* Material for the task
************
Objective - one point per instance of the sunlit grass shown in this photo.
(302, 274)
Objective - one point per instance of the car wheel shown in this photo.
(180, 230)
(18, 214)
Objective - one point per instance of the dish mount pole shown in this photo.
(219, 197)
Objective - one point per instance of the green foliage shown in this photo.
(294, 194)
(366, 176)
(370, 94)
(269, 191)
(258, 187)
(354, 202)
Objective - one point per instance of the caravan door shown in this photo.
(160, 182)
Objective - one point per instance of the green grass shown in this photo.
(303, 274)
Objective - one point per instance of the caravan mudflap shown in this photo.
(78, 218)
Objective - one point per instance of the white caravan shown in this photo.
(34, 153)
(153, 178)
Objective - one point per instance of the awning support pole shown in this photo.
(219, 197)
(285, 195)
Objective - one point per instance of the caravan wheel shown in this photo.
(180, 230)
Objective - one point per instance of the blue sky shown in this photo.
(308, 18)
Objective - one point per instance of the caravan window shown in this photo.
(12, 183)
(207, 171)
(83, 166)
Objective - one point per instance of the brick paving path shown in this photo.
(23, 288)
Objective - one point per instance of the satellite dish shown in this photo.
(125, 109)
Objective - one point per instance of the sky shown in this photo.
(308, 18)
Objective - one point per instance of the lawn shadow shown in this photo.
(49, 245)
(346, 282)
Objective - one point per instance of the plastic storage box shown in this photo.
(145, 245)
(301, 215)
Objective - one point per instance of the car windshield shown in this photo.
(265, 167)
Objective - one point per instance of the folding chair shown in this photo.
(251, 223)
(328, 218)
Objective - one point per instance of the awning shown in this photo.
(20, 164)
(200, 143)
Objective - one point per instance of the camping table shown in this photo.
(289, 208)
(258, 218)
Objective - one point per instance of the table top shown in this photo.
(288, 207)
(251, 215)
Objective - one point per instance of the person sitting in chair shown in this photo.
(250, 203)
************
* Stated goal
Reproduce only the lines running from the one that contains "Objective - one point per instance of the lawn" to the last line of the records.

* Exercise solution
Objective - one point per instance of the lawn shadow shown in this photo.
(49, 245)
(346, 282)
Objective - one point per instance of the plastic storage box shown in this photo.
(145, 245)
(301, 215)
Objective - one point per instance of the car windshield shown in this photo.
(265, 167)
Objective - one point per instance of the folding chair shown in this photo.
(251, 223)
(328, 218)
Objective - one point per instance of the awning shown in this photo.
(20, 164)
(200, 143)
Objective - one point per instance of the camping table shown in this photo.
(289, 208)
(258, 218)
Objective - one point per instance of the table top shown in this photo.
(288, 207)
(251, 215)
Objective - one point per instance of the person sitting in chair shown in this photo.
(250, 203)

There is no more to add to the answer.